___ Excerpt ___

Kevin Cheveldayoff, the Winnipeg Jets patient general manager would very much like to move up in Sunday’s National Hockey League entry draft. However, if you’re selecting 13th, as the Jets are, that kind of goes without saying.
Sunday afternoon in Newark, N.J., the Winnipeg Jets will join their 29 NHL brethren and try to find a diamond in the rough. It will be rough. Those in the know say that only the first two picks, likely Seth Jones and Nathan McKinnon, will be ready to play in the NHL next year. Most of the other picks will be little more than stockpiled prospects.
That’s nice, of course, and since the Jets are sold out for five years, Cheveldayoff doesn’t have to rush. However, his boss, owner Mark Chipman likes to win, and in two years in Winnipeg — playing in the relatively soft Southeast Division — the Jets have not yet made the playoffs. Next year, the Jets have to contend in a division that includes new Stanley Cup champion Chicago, along with Minnesota, St. Louis, Colorado, Nashville and Dallas. It will not be easy for the Jets to crack the Top 4 in that Division.

___ Material provided ___

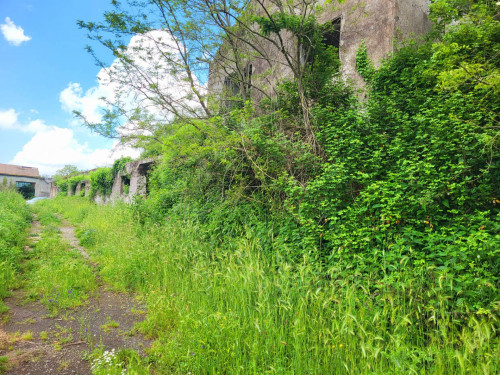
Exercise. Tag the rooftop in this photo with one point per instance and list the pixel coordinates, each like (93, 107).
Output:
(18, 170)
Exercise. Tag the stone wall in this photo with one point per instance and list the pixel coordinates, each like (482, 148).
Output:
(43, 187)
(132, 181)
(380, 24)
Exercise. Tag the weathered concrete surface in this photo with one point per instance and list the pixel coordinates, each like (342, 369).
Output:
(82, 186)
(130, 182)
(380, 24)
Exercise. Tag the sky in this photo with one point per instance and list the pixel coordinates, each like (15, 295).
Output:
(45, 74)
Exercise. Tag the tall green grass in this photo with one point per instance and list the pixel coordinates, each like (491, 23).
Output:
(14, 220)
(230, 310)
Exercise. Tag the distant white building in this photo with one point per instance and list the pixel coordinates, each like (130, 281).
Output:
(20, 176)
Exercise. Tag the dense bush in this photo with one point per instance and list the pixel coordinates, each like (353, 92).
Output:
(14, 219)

___
___ Material provided ___

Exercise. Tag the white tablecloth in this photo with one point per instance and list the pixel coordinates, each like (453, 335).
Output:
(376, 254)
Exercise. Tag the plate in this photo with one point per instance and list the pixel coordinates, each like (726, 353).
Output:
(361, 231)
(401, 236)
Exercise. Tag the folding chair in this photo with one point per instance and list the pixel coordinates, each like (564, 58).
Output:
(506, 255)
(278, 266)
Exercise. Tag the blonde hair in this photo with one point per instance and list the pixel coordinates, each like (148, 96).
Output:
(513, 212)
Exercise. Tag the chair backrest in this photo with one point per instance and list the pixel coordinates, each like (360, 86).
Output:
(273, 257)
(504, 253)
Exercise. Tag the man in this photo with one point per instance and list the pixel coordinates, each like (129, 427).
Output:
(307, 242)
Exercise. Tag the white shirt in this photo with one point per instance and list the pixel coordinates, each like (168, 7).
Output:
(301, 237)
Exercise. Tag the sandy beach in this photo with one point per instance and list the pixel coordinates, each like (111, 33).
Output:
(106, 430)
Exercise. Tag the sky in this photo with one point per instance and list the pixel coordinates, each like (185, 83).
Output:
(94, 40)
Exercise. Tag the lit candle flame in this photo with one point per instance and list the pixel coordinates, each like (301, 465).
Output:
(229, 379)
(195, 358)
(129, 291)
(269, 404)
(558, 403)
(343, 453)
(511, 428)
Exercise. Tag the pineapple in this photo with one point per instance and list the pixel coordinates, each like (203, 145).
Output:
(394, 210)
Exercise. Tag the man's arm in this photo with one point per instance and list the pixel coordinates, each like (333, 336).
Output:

___
___ Material provided ___

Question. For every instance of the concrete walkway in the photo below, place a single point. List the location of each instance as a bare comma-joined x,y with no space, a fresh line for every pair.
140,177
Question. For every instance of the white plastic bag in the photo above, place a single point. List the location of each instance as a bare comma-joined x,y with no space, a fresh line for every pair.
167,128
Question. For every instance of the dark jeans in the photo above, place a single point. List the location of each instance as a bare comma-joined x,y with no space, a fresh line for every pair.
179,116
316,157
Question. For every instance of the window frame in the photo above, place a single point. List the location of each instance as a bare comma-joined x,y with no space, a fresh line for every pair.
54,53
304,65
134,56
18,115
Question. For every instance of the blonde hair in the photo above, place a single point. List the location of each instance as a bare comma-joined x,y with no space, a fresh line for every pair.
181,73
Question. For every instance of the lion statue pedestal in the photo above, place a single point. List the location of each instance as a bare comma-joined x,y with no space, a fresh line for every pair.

___

**Task 1**
In the article on the Winnipeg Jets and the NHL entry draft, which pick do the Jets hold?
**Task 2**
Summarize the article on the Winnipeg Jets and the NHL entry draft in two sentences.
**Task 3**
Continue the article on the Winnipeg Jets and the NHL entry draft from the point where it ends.

**Reply 1**
The Jets are selecting 13th.

**Reply 2**
Jets general manager Kevin Cheveldayoff would like to move up from the 13th pick in Sunday's draft in Newark, N.J., where only the first two picks are expected to be ready for the NHL next year. The Jets are sold out for five years, but owner Mark Chipman likes to win, and the team has yet to make the playoffs and will face a tougher division next year that includes Stanley Cup champion Chicago.

**Reply 3**
That’s why the Jets need to improve sooner, not later. The Jets are a team that needs NHL calibre forwards now, not in three or four years. For that reason alone, Cheveldayoff will want to move up in the draft — w-a-a-a-y up.
Everyone seems to believe that if the Jets are “stuck” with the 13th pick, they’ll select Max Domi — Tie’s boy who had a great playoff run with with the OHL’s London Knights.
The Jets interviewed 88 players at the combine and that means Cheveldayoff, who has already drafted outside the box with the selection of Mark Scheifele in 2011, could very possibly take someone strange and wonderful. Well, strange, anyway. Like centre Frederik Gauthier from Rimouski or Anthony Mantha from Val d’Or or even the “local” kid, Ryan Pulock from Brandon (that would be a nice choice) or even Curtis Lazar from the Edmonton Oil Kings or Samuel Morin from Rimouski, although frankly, those are more than likely, second-round choices.
Cheveldayoff will, indeed, do what he can to move up, without giving away the farm, of course. Because he picks 13th in Round 1 and then has three more picks in Round 2, he might even take a step downward to acquire someone who can play centre on the second or third line right now.
When you have the 13th pick, you have options. That’s because the guy you’re taking isn’t going to play for you this coming season anyway. If he does, it’s because you have stress.